### Yapılacak Görevler
1 > Kaynak metinde "DEHB yanlış tutumlar" ile "konusunda örnekler sunmuştur." arasındaki kısmı, bu iki ifade de dahil olmak üzere, birebir kopyalayın.
2 > Kaynak metindeki "DEHB’ li çocukların akranlarından farkı yoktur" diye başlayan paragrafı, temel bilgilerini koruyarak madde listesi hâlinde yeniden yazın.
3 > Kaynak metne göre DEHB'nin temeli nedir?

DEHB yanlış tutumlar sonucu oluşur. Zayıf beslenme, şeker, katkı maddeleri, olağan ölçülerde kurşun, olumsuz ana baba tutumu DEHB’ e yol açmaz. DEHB genetik ve biyolojik temellidir. Bununla birlikte anne babaların davranışları çocuğun DEHB davranışlarını denetleme becerilerini etkileyebilir. Ayrıca bazı araştırmalar hamileyken alkol ve uyuşturucu almanın DEHB’ e yol açabileceği konusunda örnekler sunmuştur.
DEHB’ li çocukların akranlarından farkı yoktur. Her çocuk dikkatini sürdürmede ve yerinde oturmada güçlük çeker. DEHB özellikleri 3-7 yaş arasında başlamışsa akranlarına göre belirtileri çok fazla ve şiddetli yaşıyorsa, birçok ortamda aynı belirtiler varsa, davranışlar çocuğun akademik ve sosyal hayatında önemli bozulmalara yol açıyorsa tüm çocuklarda olduğu söylenemez.

### Veri Bölümü
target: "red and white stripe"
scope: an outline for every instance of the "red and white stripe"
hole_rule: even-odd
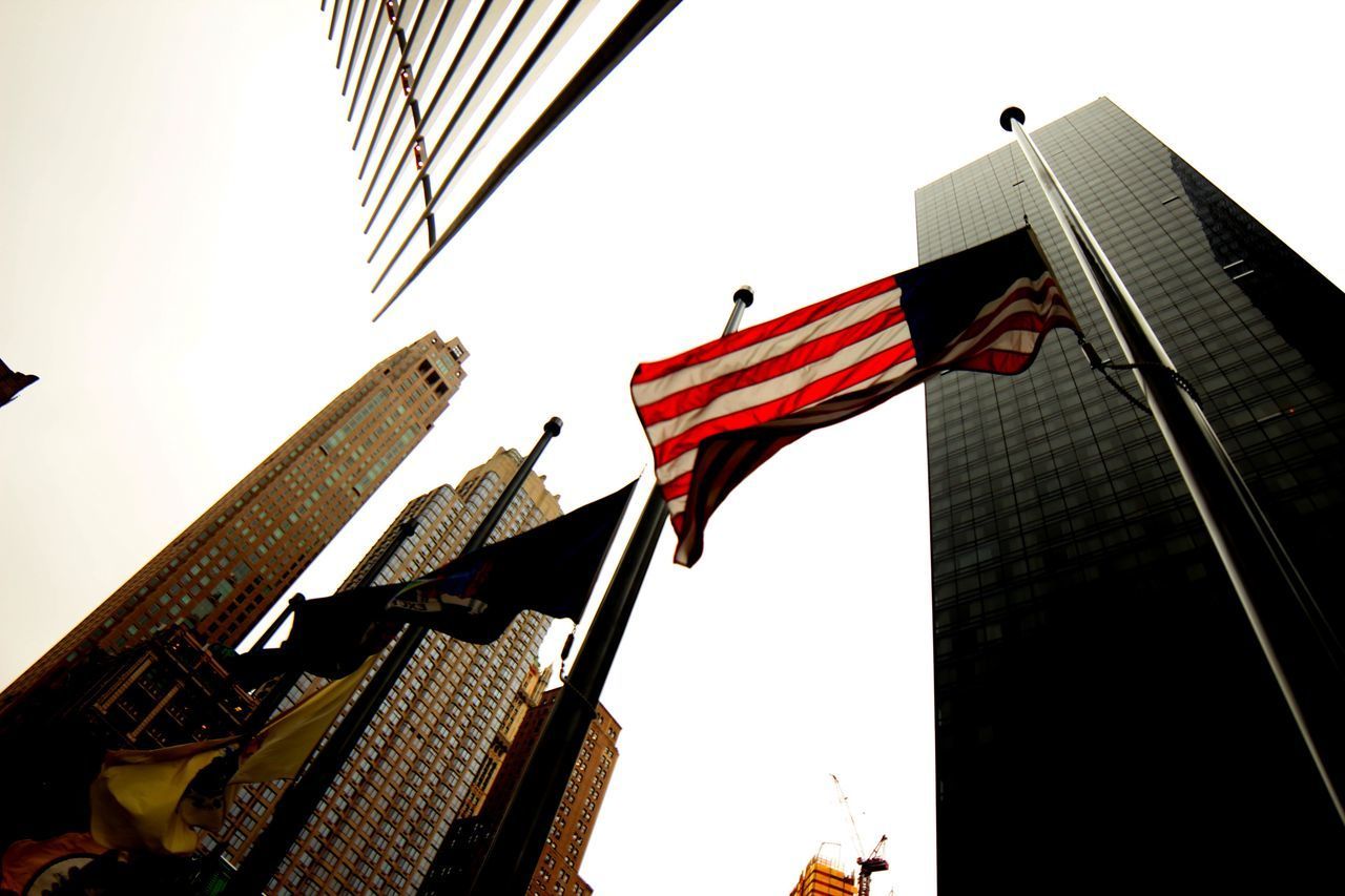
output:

### Görev Yanıtları
1 >
DEHB yanlış tutumlar sonucu oluşur. Zayıf beslenme, şeker, katkı maddeleri, olağan ölçülerde kurşun, olumsuz ana baba tutumu DEHB’ e yol açmaz. DEHB genetik ve biyolojik temellidir. Bununla birlikte anne babaların davranışları çocuğun DEHB davranışlarını denetleme becerilerini etkileyebilir. Ayrıca bazı araştırmalar hamileyken alkol ve uyuşturucu almanın DEHB’ e yol açabileceği konusunda örnekler sunmuştur.

2 >
- DEHB'li çocukların akranlarından farkı olmadığı ve her çocuğun dikkatini sürdürmede ve yerinde oturmada güçlük çektiği belirtilir.
- Ancak aşağıdaki durumlarda bu özelliklerin tüm çocuklarda olduğu söylenemez:
  - Özellikler 3-7 yaş arasında başlamışsa
  - Belirtiler akranlarına göre çok fazla ve şiddetli yaşanıyorsa
  - Aynı belirtiler birçok ortamda görülüyorsa
  - Davranışlar çocuğun akademik ve sosyal hayatında önemli bozulmalara yol açıyorsa

3 > DEHB genetik ve biyolojik temellidir.